Early ORAT Process Helps Des Moines Int’l Create Plan for Opening Day Success

Early ORAT Process Helps Des Moines Int’l Create Plan for Opening Day Success
Jennifer Daack Woolson
Published in: 

The new terminal project at Des Moines International Airport (DSM) is a once-in-a-generation undertaking nearly a decade in the making. But it’s also expected to be an overnight success—that is, in terms of closing the existing terminal one day and starting operations in the new one the next. Most airports that have gone through a major construction project are familiar with this type of transition. But the process DSM is using to ensure everything is ready for opening day isn’t something everyone has heard about.

ORAT, which stands for Operational Readiness Activation and Transition (or, as it’s sometimes known, Operational Readiness and Airport Transfer), is a process that engages airlines, tenants, airport staff, contractors, concessionaires and other facility users to optimize the operational readiness of a new facility before its doors open. To do so, participants scope requirements, plan and conduct preparation activities toward the end goal, regularly monitoring progress along the way.

Airports that have used ORAT often focus on the “AT” (activation and transition) phases that take place when a new terminal is just about to open. But when the DSM new terminal project got underway in 2021, Executive Director Kevin Foley and his team decided to get help with the “OR” (operational readiness) part, too. Anser Advisory, the owner’s representative for DSM, engaged Chrysalis Global Aviation as its operational readiness sub-consultant in June 2022 for the expected fall 2026 terminal opening.


Project: Preparing for New Passenger Terminal

Location: Des Moines (IA) Int’l Airport

Airport Owner: 
Des Moines Airport Authority

Anticipated Terminal Opening: 
Phase 1A completion, fall 2027

Strategy: Operational Readiness Activation & Transition (ORAT) process

ORAT Consultant: Chrysalis Global Aviation, sub-consultant to DSM owner’s representative
Anser Advisory LLC

Project Architects/Engineers:

Key Participants: Airport staff, airlines, tenants, contractors, concessionaires & other airport users

Key Benefits: Optimize operational readiness of the terminal before it opens; solicit & incorporate input about user needs before design is complete

Rising costs and inflation have delayed the original timetable and led to a multi-phase project without a definitive end date. When complete, the $445 million first phase, known as Phase 1A, will deliver five new common-use gates, a new head house, an expanded central security checkpoint, new baggage handling system, concession areas among other improvements.

The entire terminal project, called Lift DSM, will also include a new rental car center, centralized deicing facility and two expansions adding another 12 gates. The final phase includes demolition of the current terminal. All in, the project is estimated at $769.8 million.

Provided material>
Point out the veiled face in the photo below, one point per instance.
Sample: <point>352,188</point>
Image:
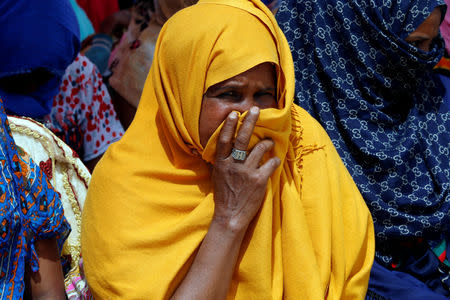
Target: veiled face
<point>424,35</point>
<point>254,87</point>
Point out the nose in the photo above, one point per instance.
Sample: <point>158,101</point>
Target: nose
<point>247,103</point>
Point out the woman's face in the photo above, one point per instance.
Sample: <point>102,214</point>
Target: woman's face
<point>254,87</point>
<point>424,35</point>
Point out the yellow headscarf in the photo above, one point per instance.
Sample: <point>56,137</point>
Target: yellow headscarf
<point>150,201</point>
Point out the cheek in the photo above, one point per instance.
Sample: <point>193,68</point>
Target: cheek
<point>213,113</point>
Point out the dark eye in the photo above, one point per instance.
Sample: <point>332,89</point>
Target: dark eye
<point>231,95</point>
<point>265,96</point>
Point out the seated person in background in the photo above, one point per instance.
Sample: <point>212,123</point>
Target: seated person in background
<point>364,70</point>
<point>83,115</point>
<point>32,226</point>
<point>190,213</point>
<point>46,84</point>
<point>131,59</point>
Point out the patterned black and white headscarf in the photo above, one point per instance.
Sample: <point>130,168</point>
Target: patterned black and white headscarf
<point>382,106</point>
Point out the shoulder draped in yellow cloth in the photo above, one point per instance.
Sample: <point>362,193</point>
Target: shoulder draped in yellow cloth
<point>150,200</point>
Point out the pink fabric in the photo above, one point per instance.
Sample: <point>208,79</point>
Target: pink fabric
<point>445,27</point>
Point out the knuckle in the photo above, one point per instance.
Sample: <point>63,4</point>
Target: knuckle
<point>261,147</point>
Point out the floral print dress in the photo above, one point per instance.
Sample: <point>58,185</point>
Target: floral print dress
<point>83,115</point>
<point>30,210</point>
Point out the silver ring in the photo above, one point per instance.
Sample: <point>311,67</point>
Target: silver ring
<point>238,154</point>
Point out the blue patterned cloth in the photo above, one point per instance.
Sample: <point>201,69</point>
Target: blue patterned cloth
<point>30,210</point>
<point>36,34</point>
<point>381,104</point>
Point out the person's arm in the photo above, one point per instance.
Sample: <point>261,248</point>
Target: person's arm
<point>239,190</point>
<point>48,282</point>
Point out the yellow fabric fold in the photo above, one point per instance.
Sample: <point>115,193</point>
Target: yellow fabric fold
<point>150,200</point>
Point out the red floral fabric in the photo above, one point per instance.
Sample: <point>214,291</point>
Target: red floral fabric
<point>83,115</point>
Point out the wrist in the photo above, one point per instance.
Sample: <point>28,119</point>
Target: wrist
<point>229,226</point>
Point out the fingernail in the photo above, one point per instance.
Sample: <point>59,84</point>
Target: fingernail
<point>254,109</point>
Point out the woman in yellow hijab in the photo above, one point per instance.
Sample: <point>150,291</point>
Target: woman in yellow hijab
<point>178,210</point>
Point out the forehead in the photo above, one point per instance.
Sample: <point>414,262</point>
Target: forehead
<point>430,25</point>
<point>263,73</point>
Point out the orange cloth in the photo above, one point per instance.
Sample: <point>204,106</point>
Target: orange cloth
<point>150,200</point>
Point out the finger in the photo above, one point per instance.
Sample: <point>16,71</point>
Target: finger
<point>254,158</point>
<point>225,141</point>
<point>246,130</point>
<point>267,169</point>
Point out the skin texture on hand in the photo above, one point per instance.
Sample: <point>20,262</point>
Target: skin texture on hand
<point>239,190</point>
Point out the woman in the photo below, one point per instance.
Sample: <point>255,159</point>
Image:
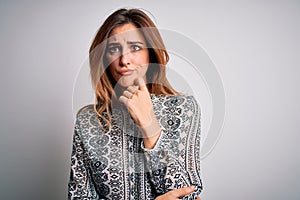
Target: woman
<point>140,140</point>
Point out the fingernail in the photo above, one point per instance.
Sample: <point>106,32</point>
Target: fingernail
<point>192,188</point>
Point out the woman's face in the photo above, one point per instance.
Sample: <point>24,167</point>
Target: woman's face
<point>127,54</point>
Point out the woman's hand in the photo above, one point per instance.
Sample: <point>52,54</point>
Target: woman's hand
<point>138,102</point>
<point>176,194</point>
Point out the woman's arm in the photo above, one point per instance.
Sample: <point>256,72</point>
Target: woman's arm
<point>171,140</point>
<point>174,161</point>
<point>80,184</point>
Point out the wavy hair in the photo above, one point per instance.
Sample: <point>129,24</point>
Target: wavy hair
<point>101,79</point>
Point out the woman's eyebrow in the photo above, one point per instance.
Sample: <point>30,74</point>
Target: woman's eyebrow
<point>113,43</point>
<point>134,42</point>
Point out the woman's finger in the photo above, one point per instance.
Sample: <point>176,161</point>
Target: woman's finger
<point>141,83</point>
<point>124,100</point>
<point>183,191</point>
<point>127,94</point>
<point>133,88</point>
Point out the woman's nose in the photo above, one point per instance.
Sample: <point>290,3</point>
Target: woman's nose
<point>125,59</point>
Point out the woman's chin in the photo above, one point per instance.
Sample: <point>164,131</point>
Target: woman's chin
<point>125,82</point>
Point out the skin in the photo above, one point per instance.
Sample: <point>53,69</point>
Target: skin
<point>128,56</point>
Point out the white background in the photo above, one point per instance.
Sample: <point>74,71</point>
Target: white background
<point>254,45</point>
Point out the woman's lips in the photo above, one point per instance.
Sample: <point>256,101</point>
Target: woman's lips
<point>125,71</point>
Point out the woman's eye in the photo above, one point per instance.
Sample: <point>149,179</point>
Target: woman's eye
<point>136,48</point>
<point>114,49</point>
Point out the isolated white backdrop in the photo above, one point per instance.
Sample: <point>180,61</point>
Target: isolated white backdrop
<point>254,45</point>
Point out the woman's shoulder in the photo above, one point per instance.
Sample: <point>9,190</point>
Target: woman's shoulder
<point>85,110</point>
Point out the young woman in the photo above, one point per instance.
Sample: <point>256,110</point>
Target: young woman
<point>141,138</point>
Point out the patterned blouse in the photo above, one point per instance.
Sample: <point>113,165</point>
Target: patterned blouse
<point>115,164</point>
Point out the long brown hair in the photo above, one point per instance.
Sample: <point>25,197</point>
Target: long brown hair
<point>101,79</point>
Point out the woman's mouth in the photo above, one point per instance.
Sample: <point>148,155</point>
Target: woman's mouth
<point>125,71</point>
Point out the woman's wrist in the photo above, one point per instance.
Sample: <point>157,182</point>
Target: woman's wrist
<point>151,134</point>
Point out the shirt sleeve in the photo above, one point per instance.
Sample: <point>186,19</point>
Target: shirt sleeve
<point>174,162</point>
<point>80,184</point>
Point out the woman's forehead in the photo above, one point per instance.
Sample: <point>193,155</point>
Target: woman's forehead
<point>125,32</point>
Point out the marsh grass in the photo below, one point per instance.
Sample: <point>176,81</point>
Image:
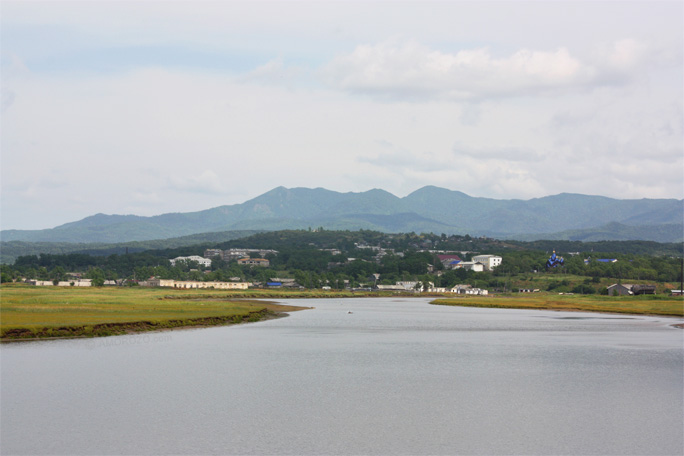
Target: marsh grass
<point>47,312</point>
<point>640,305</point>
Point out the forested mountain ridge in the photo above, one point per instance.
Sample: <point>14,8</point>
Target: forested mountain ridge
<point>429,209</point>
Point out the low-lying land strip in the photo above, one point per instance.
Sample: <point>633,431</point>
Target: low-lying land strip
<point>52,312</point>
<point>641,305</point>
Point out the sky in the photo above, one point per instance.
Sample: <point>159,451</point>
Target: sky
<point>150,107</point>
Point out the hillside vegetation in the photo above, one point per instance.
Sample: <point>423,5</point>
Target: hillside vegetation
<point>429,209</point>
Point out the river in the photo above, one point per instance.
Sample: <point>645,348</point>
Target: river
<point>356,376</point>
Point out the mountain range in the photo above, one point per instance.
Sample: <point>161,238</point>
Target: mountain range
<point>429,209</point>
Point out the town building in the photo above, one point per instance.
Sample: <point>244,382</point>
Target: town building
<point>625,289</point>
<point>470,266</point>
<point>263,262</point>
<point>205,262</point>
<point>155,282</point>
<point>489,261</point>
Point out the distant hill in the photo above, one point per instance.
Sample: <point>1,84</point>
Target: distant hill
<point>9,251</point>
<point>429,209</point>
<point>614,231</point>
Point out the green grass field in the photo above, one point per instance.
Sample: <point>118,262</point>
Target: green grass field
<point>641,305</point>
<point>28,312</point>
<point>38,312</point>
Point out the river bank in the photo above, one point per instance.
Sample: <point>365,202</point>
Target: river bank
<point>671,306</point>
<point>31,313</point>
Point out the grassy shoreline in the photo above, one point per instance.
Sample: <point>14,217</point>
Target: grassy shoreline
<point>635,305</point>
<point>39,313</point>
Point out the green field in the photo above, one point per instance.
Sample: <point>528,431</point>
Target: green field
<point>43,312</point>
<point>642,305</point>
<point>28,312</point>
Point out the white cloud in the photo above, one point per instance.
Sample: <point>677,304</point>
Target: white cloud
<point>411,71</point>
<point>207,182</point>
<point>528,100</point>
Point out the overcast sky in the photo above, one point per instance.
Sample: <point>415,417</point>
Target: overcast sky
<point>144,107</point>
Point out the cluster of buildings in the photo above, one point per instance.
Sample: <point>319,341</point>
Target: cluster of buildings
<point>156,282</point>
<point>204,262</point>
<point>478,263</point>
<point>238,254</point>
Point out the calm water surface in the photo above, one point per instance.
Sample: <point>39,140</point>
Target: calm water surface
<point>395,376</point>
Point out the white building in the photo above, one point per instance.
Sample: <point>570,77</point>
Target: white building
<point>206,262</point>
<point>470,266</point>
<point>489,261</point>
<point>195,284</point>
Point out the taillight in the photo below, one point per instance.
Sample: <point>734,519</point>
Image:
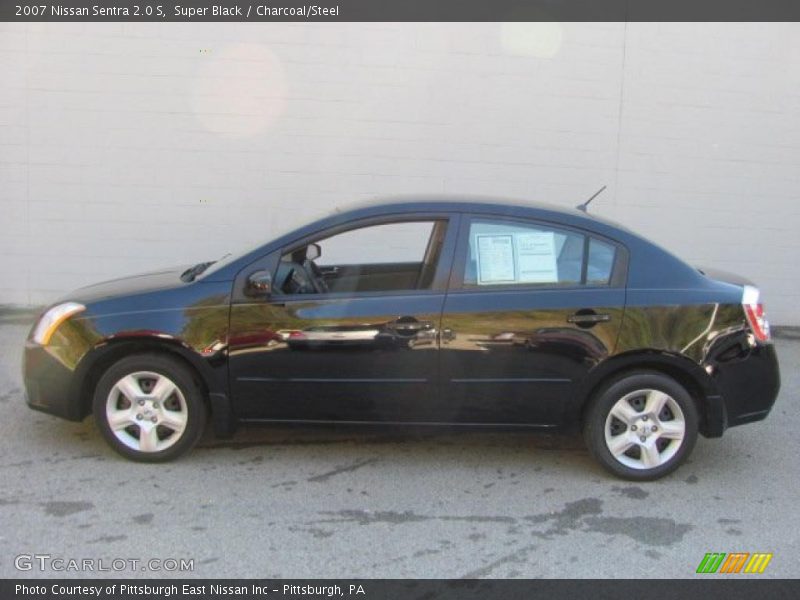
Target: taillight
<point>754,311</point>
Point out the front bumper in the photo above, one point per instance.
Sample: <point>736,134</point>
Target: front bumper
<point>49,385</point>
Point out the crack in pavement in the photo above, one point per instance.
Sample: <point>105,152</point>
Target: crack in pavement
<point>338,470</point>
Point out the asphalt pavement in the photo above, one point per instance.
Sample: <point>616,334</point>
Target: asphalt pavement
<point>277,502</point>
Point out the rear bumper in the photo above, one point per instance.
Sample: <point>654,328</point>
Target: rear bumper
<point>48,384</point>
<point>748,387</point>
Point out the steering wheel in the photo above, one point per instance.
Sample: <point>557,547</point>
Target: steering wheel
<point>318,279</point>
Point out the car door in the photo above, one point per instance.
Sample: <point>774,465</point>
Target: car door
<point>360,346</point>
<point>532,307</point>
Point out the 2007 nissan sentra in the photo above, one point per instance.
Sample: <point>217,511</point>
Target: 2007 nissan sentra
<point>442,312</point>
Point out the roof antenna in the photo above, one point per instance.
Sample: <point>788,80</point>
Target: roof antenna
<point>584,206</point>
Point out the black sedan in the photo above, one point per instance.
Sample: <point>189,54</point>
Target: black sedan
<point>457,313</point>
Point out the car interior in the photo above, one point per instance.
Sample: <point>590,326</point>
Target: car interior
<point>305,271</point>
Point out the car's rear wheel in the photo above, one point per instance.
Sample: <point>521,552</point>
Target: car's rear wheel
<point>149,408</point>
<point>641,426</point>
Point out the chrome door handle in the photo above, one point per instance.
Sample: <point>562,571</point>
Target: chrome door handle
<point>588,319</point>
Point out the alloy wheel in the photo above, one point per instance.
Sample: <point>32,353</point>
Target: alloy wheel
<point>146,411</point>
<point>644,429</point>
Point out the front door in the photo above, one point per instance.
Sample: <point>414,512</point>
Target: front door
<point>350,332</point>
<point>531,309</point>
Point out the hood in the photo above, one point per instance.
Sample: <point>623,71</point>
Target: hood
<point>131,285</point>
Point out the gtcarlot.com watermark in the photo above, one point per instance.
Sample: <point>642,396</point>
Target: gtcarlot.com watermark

To-do list>
1 - Rewrite the part of the Des Moines airport ORAT article starting at "ORAT, which stands" and ending at "along the way.", swapping "contractors" for "builders".
2 - Carry the article on the new Des Moines airport terminal forward from its final sentence.
The records are separate material and have no connection to the article on the Des Moines airport terminal.

Answers in order>
1 -
ORAT, which stands for Operational Readiness Activation and Transition (or, as it’s sometimes known, Operational Readiness and Airport Transfer), is a process that engages airlines, tenants, airport staff, builders, concessionaires and other facility users to optimize the operational readiness of a new facility before its doors open. To do so, participants scope requirements, plan and conduct preparation activities toward the end goal, regularly monitoring progress along the way.

2 -
Sarah Stumpo, senior director for Anser Advisory, engaged Chrysalis just six months into the firm’s contract as owner’s representative. “It’s not every day that airports truly open a new front door,” she says. “It’s not something that can be done within a few weeks. It really does take years of proper planning to make a turnover like that successful.”

And when you’ve invested blood, sweat and tears—not to mention money—in such a project, why not invest in getting it done right?

“You can have the most beautiful airport in the world, but if the baggage system doesn’t work and people don’t know where they’re supposed to stand, it’s a disaster,” explains Suzanne Phelps, managing partner at Chrysalis Global Aviation.

Andrew Young, director at the firm, says that ORAT doesn’t just save headaches, it saves time and money, too. The double and triple checks that are part of the process mean fewer change orders and fewer renovations required after the airport opens, he explains.

Foley says the airport decided to incorporate ORAT into its terminal project very early because DSM is staffed very lean. “We knew that meetings with our tenants were going to be frequent and ongoing,” he says. “That was one of the services Chrysalis provided, so we made them part of our owner’s representative team and let them function as an extension of our staff.”

Phelps says that using ORAT in the early design stages is common in Europe, but it’s a newer concept in the United States. “Most people think of ORAT as the thing you do right before the building opens. But at that point, you’re not able to make any changes to the design of the facility,” she says. “When you bring in ORAT at the beginning of a project, stakeholders are brought to the table, and they can have input into the actual design of the facility to make sure that it will support the intended operations.”

The process takes into account not just the airport’s needs, but the operational effectiveness of the design from the perspective of airlines, TSA, service providers, concessionaires and other tenants as well as contract vendors like janitorial staffing companies.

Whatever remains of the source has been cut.